* [Requirement]: In duplicating the lines below, keep every word unchanged and drop the pictures.

== Segment start ==

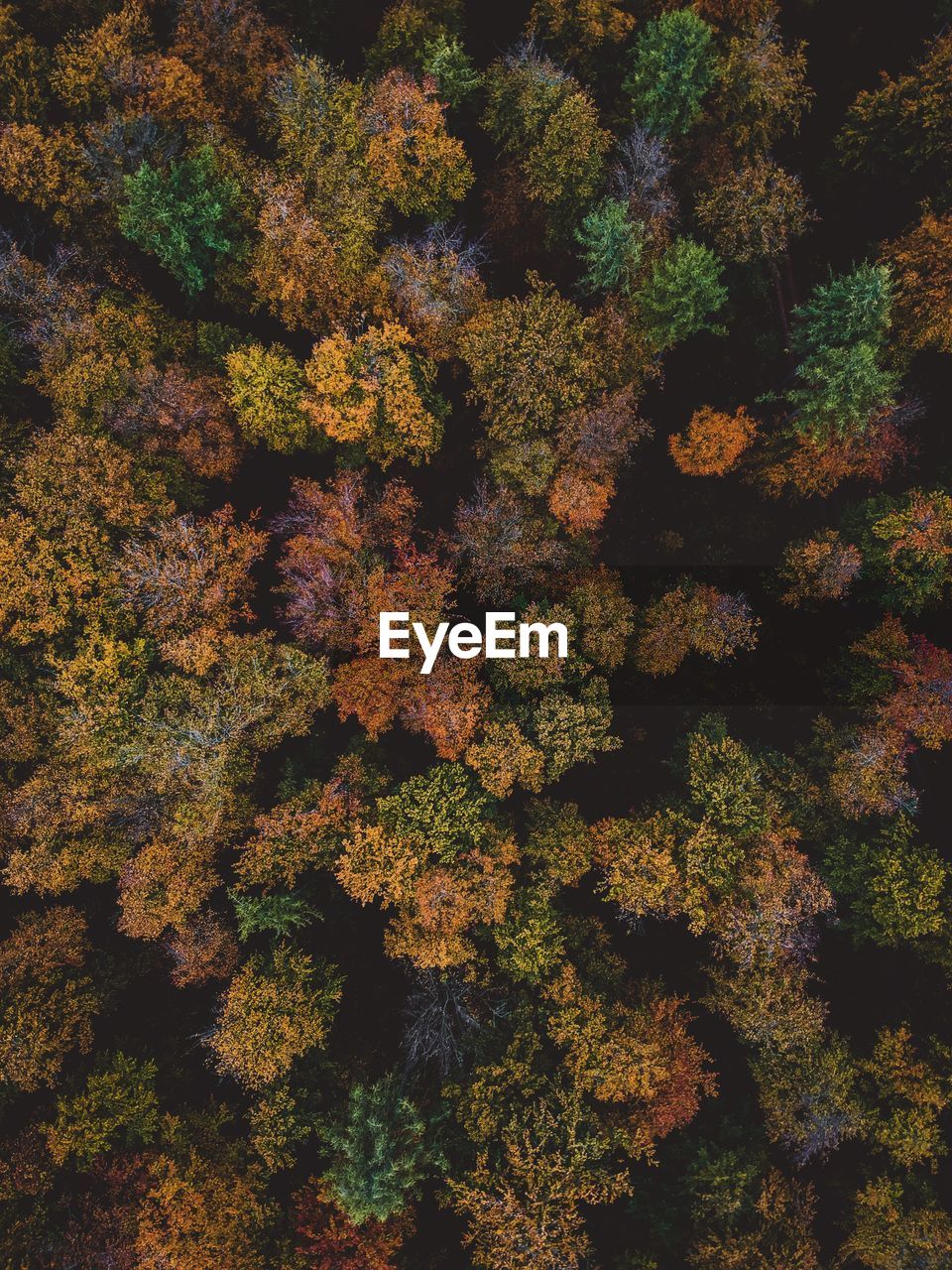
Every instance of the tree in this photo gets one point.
(417, 166)
(452, 68)
(753, 214)
(87, 66)
(531, 361)
(714, 443)
(671, 70)
(548, 128)
(48, 996)
(920, 272)
(892, 1224)
(117, 1103)
(819, 568)
(381, 1153)
(190, 580)
(910, 1091)
(182, 216)
(524, 1209)
(232, 48)
(436, 286)
(376, 391)
(762, 87)
(611, 246)
(46, 168)
(276, 1008)
(810, 1098)
(906, 545)
(839, 335)
(23, 71)
(680, 295)
(905, 123)
(893, 884)
(267, 388)
(693, 616)
(197, 1211)
(330, 1241)
(580, 30)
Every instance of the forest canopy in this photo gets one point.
(631, 318)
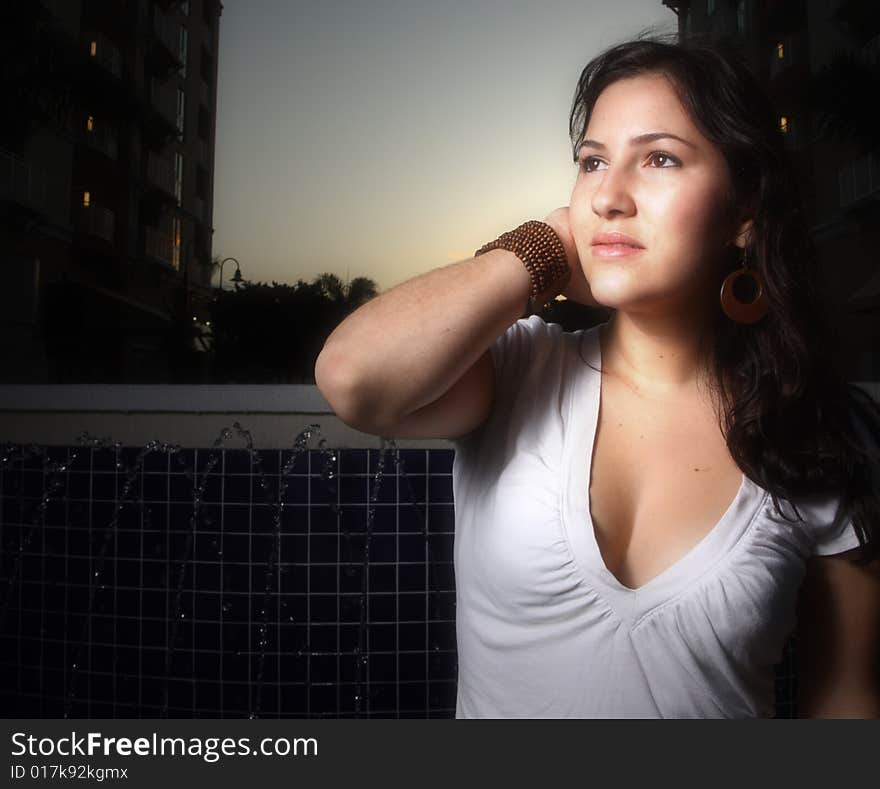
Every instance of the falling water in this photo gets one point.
(176, 614)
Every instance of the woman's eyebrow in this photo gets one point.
(639, 140)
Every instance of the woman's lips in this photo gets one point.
(615, 250)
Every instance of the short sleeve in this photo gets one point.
(525, 358)
(525, 343)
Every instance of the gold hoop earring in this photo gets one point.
(741, 311)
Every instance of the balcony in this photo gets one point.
(103, 52)
(225, 551)
(101, 138)
(160, 173)
(161, 53)
(96, 221)
(859, 179)
(320, 579)
(22, 182)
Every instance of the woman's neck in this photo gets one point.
(659, 357)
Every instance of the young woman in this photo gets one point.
(648, 509)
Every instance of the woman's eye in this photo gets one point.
(587, 167)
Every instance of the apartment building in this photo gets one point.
(106, 182)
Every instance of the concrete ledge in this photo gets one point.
(191, 416)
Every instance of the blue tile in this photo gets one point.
(237, 461)
(353, 461)
(414, 461)
(294, 462)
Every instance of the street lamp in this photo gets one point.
(236, 277)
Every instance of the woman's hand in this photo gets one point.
(577, 289)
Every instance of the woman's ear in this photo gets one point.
(744, 234)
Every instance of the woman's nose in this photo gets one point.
(613, 193)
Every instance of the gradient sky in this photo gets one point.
(385, 138)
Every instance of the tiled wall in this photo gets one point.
(160, 602)
(162, 585)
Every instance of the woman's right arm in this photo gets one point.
(414, 362)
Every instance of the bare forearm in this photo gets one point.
(408, 346)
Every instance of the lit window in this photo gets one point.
(175, 240)
(178, 176)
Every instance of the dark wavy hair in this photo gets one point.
(792, 423)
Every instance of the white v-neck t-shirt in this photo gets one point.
(544, 630)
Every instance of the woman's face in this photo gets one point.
(671, 196)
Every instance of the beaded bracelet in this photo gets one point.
(538, 246)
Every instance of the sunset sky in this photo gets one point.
(385, 138)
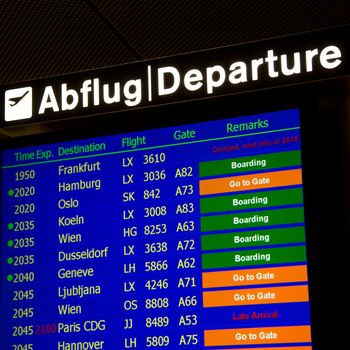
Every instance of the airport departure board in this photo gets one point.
(184, 237)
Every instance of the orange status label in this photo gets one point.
(245, 277)
(250, 182)
(265, 335)
(253, 296)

== Segment end ==

* [Answer to the exercise]:
Every instance of the tree in this photo gets one point.
(417, 166)
(452, 68)
(753, 214)
(87, 66)
(531, 361)
(714, 443)
(671, 70)
(548, 128)
(48, 996)
(920, 272)
(892, 1224)
(117, 1103)
(819, 568)
(381, 1153)
(190, 580)
(910, 1091)
(182, 216)
(524, 1209)
(232, 48)
(436, 286)
(376, 391)
(762, 87)
(611, 246)
(46, 168)
(276, 1008)
(810, 1098)
(906, 545)
(839, 335)
(23, 71)
(680, 295)
(905, 123)
(893, 884)
(267, 388)
(693, 616)
(197, 1211)
(330, 1241)
(580, 30)
Every instance of the forest canopy in this photo gets one point.
(631, 318)
Every instance of the falling water in this photo gets one point.
(176, 614)
Every instance of the woman's eyebrow in this photo gets one point.
(639, 140)
Every instance of the woman's lips in this photo gets one point.
(615, 250)
Every instance of the short sleeve in this photo gets one point.
(525, 358)
(525, 343)
Every instance of the gold hoop earring in this photo gets one point.
(741, 311)
Every instance of the balcony in this photo gets one point.
(103, 52)
(225, 551)
(101, 138)
(160, 173)
(161, 53)
(96, 221)
(859, 179)
(320, 579)
(22, 182)
Every instance of the woman's neck in this photo gets one point.
(659, 357)
Every instance of the young woman in this photo gets one point.
(648, 509)
Every instance of the woman's eye in this photo gets one point.
(587, 167)
Every instance of the apartment building in this photo gets one point.
(106, 182)
Every instance of the concrete ledge in this photo gets one point.
(191, 416)
Every instance of the blue tile in this photo gets one point.
(237, 461)
(353, 461)
(414, 461)
(294, 462)
Every instance of the street lamp in this photo gets one point.
(236, 277)
Every instance of the woman's hand in this photo gets one point.
(577, 289)
Every instance of the woman's ear in this photo gets one point.
(744, 234)
Every instance of the woman's nose in this photo gets one point.
(613, 193)
Every instance of the gradient sky in this photo gets one point.
(385, 138)
Every instance of the tiled wall in this photo gets one point.
(160, 602)
(162, 585)
Every instance of the woman's right arm in this photo gets one point.
(414, 362)
Every instance of the bare forearm in this photo gets one point.
(408, 346)
Every instance of the lit window in this photo gets one point.
(175, 240)
(178, 176)
Every instance of the dark wavy hair in this photo gets one point.
(792, 423)
Every instance of the white v-neck t-shirt in this photo gets one point.
(544, 630)
Every instance of the woman's face in this photo gets one point.
(671, 196)
Every instance of the beaded bracelet in this photo gets one point.
(538, 246)
Every instance of the sunset sky in this photo gets one point.
(385, 138)
Every instance of the airport departure board in this photo gets one point.
(184, 237)
Every instance of the orange status label in this photo gets one point.
(245, 277)
(250, 182)
(265, 335)
(253, 296)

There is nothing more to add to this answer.